ЗАДАНИЕ:
Где сел отец, войдя в спальню, согласно фрагменту ниже?

ПРЕДОСТАВЛЕННЫЙ ФРАГМЕНТ:
^^^^^^^^^^^^^^^^

Через несколько недель после поездки на пляж отец снова вошел ко мне в спальню, и мое тело напряглось. Он сел на дальний угол кровати и очень долго молчал, единственным звуком оставался стук моего пульса в ушах. У меня перехватило дыхание, и я почувствовала, как задрожала кровать. В ту ночь он не тронул меня. Вместо этого он плакал.
– Прости, что я сделал тебе больно, – говорил он в слезах. – Я не хотел этого. Совсем не хотел. Ты должна мне поверить.
– Я тебе верю, – тихо сказала я.
– Мне нужно, чтобы ты меня простила. Пообещай, что прощаешь меня, – он вдохнул и при этом издал шипящий звук из-за соплей в носу.
Его теплая рука обхватила мою лодыжку, и беззвучные слезы потекли из моих глаз к нему в уши.
– Я обещаю тебе: больше никогда, – сказал он.
В его голосе было столько искренности, столько абсолютного раскаяния, что я сказала:
– Я прощаю тебя.
И в темноте мы обнялись и разрыдались друг у друга на плече.

^^^^^^^^^^^^^^^^

ИЗВЛЕЧЁННЫЙ МАТЕРИАЛ:
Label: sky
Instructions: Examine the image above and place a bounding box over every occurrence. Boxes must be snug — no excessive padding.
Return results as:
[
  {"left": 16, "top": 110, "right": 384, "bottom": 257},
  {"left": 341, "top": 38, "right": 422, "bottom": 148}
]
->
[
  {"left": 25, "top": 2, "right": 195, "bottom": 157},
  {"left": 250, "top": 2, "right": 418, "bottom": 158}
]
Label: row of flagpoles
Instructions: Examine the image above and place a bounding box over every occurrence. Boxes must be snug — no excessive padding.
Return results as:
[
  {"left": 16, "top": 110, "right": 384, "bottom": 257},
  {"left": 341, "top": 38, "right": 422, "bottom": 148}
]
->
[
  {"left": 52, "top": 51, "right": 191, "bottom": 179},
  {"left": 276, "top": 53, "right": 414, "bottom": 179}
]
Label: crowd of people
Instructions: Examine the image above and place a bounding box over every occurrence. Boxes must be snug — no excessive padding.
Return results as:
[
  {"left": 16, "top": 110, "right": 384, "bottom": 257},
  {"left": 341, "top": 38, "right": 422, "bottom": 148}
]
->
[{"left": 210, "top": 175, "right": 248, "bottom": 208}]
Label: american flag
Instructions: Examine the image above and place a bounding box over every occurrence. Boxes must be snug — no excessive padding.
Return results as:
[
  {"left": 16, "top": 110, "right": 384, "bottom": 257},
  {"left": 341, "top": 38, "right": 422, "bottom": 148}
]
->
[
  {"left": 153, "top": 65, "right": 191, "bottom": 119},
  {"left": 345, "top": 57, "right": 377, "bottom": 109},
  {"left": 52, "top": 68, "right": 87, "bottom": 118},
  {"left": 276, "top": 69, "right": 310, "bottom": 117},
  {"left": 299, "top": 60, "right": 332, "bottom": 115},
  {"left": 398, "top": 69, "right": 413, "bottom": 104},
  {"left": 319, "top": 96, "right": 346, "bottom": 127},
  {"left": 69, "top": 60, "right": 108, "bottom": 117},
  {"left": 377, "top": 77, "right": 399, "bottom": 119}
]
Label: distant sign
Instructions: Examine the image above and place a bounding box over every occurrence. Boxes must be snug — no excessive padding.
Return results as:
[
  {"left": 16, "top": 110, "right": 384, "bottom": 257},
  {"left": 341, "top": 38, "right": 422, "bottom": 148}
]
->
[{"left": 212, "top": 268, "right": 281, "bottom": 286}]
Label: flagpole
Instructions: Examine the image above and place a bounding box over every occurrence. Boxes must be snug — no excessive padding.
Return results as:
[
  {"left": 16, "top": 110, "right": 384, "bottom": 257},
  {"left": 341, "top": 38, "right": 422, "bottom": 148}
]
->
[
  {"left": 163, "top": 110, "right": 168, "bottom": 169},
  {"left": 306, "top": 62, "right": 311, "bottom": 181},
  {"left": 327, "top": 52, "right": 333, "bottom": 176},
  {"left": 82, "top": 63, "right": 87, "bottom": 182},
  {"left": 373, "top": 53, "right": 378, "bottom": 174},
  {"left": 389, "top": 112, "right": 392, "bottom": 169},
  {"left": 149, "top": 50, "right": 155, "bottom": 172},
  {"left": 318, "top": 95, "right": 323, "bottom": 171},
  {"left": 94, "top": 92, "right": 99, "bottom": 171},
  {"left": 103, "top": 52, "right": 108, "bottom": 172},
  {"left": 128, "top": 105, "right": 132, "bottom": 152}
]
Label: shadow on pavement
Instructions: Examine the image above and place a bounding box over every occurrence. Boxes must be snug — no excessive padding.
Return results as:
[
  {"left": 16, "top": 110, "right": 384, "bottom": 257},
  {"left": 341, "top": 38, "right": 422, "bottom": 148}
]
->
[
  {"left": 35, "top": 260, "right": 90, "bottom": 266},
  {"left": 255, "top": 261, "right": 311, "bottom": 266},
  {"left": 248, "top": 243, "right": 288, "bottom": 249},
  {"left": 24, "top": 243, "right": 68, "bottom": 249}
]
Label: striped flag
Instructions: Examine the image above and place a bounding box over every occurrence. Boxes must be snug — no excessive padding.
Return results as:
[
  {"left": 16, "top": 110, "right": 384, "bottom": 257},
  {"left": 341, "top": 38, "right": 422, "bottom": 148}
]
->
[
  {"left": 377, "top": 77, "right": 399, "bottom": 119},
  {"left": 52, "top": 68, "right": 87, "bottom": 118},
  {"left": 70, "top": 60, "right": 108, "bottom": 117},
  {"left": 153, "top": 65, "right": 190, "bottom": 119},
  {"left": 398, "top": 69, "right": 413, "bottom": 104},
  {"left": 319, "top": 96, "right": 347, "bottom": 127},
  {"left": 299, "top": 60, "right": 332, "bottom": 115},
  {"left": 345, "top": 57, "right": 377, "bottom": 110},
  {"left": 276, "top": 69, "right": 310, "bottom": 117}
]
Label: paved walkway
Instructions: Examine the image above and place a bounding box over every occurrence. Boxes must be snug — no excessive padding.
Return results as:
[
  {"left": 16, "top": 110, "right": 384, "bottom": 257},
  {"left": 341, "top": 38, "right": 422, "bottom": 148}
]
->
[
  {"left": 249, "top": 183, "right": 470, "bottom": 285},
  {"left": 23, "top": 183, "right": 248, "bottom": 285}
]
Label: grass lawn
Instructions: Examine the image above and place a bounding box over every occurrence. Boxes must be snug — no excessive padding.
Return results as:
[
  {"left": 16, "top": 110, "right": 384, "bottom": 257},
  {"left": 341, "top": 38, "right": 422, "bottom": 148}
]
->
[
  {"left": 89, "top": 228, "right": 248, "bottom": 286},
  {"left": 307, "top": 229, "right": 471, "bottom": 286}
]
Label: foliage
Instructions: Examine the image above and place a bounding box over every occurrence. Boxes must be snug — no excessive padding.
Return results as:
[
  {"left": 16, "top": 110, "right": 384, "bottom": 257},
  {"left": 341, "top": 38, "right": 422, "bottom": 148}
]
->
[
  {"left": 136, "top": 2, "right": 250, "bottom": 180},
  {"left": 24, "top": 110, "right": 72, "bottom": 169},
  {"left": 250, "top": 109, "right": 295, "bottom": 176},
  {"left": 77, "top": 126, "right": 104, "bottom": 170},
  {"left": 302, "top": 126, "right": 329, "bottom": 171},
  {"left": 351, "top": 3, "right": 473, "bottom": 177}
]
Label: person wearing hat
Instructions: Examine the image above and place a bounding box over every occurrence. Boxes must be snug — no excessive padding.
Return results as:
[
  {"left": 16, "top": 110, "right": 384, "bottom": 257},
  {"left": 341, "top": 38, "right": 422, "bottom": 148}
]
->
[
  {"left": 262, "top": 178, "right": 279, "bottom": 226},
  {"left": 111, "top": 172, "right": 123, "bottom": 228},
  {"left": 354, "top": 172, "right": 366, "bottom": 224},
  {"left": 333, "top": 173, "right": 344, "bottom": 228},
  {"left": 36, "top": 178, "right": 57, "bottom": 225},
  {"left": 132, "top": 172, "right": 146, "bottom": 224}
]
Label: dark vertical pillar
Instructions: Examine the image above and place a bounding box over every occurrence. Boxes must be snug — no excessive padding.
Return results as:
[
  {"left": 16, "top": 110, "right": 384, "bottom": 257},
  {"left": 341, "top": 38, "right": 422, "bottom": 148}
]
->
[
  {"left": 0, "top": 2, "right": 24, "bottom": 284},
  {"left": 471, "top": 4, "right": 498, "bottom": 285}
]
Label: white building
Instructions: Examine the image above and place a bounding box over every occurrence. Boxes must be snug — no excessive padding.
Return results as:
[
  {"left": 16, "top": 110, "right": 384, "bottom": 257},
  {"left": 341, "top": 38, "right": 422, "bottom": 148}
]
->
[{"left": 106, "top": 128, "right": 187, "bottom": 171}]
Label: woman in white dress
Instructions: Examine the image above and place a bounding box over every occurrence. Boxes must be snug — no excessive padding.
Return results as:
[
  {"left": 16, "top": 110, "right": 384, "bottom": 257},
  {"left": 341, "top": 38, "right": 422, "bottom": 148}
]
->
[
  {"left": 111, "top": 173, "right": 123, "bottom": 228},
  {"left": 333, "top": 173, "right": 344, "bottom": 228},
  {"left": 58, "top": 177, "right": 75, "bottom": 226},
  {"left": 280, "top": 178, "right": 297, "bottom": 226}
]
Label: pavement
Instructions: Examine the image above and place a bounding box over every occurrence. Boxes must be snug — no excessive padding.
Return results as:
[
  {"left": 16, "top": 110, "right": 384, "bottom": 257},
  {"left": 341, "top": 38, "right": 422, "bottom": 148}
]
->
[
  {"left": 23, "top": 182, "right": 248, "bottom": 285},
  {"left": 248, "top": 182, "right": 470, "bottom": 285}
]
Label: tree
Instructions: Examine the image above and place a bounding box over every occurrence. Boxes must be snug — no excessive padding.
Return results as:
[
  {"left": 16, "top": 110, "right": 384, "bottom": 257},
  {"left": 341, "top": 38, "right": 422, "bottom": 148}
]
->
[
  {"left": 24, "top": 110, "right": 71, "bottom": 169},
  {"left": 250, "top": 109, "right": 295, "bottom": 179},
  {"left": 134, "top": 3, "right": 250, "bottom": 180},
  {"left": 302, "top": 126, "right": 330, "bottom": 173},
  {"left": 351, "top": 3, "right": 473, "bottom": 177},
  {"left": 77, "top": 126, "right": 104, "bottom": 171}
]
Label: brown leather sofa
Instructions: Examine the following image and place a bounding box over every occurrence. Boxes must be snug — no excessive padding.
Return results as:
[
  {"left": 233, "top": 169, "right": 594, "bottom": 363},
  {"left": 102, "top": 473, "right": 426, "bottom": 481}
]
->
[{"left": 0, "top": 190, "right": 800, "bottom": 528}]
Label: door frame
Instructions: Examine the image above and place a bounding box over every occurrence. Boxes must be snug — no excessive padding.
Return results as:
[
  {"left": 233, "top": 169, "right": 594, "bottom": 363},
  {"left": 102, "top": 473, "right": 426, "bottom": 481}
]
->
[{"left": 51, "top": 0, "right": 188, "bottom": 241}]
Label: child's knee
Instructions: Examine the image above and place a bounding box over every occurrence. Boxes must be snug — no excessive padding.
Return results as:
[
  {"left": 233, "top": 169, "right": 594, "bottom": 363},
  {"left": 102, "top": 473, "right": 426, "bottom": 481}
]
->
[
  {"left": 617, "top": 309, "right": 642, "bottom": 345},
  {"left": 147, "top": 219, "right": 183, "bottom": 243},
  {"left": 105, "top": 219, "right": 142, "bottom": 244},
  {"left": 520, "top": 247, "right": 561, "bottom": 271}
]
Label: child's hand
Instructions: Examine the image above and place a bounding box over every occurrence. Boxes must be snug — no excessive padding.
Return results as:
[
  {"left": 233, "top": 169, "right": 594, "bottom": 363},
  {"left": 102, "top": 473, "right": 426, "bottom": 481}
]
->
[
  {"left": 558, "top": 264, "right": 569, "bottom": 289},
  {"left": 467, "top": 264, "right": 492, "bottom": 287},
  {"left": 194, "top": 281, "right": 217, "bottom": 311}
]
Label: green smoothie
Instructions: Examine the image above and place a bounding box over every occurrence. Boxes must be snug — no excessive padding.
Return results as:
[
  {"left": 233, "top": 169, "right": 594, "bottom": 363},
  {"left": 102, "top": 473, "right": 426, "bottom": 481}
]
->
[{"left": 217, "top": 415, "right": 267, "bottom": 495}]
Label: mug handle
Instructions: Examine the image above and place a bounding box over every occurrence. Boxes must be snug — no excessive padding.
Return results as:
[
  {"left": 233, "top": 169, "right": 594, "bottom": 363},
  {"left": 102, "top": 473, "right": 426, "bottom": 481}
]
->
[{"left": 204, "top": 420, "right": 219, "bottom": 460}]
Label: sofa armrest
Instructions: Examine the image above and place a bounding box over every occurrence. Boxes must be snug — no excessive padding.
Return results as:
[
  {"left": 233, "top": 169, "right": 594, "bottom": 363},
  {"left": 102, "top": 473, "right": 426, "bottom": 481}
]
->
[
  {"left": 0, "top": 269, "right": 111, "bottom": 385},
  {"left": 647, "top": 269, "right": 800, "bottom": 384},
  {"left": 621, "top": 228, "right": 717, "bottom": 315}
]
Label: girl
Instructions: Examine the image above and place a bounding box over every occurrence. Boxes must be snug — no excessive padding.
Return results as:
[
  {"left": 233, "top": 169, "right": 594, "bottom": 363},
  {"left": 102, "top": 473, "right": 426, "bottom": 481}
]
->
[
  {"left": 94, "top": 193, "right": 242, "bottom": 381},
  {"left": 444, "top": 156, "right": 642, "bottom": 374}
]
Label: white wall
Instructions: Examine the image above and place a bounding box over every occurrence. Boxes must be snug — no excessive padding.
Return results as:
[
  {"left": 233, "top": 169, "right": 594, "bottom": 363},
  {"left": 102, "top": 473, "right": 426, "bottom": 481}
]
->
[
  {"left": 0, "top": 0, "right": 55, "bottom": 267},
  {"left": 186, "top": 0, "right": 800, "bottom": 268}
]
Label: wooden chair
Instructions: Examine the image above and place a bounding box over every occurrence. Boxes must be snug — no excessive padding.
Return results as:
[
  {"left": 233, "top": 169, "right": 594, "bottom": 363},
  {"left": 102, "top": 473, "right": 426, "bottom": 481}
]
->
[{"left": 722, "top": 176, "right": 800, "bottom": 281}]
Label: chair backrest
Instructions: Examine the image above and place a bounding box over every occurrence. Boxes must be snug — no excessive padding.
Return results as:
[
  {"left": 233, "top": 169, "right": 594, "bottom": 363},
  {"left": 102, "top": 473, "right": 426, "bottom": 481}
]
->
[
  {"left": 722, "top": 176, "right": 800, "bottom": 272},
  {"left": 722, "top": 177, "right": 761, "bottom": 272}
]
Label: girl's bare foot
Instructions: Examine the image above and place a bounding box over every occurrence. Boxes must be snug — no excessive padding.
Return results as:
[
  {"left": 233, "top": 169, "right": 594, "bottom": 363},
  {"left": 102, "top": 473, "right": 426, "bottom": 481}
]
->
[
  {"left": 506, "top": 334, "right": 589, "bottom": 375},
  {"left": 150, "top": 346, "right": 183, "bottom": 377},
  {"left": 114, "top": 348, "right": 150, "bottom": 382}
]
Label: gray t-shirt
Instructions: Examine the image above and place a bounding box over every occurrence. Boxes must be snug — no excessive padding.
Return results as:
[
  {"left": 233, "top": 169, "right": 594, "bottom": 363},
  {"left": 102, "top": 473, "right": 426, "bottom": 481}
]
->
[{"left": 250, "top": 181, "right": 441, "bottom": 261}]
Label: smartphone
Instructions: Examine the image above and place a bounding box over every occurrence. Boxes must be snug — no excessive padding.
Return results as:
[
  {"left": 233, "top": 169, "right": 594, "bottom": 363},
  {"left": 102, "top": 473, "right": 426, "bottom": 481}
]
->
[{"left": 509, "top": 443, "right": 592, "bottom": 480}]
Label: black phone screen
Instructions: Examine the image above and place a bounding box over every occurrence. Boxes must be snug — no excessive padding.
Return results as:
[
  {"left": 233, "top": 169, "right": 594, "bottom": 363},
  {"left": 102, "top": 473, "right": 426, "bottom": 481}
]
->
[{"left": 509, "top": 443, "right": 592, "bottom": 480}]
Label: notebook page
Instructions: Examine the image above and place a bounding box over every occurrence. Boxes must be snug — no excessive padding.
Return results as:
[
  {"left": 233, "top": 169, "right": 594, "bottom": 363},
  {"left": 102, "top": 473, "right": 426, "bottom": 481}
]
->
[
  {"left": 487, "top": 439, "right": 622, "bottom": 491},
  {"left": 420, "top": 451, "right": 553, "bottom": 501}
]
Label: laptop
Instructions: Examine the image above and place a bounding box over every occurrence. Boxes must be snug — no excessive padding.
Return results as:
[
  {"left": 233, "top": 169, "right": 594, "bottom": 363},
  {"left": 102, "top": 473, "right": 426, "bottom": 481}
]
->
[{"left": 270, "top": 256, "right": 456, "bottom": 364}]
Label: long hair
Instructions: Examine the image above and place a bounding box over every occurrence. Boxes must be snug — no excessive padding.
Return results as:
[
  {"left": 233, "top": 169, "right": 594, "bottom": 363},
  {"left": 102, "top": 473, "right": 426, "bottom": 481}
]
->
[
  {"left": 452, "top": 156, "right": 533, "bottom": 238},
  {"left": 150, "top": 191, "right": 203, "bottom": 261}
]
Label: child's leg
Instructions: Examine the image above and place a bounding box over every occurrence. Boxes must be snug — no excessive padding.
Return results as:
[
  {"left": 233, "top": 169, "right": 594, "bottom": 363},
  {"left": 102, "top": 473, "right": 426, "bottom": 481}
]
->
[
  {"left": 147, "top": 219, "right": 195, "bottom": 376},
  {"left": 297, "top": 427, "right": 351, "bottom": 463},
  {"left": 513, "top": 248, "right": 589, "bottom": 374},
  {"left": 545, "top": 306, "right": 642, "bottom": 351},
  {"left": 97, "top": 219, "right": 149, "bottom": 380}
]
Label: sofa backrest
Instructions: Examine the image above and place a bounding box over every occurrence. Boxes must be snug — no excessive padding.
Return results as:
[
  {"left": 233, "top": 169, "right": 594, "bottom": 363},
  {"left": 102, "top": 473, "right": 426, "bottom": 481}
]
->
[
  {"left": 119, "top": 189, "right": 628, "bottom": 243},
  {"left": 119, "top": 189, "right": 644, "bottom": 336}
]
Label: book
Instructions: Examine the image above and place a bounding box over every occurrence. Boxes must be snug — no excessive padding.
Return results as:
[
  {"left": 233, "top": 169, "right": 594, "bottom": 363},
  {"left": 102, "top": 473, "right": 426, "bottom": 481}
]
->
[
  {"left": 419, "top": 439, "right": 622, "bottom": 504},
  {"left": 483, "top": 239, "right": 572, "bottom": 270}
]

^^^^^^^^^^^^^^^^

ОЖИДАЕМЫЙ ОТВЕТ:
На дальний угол кровати.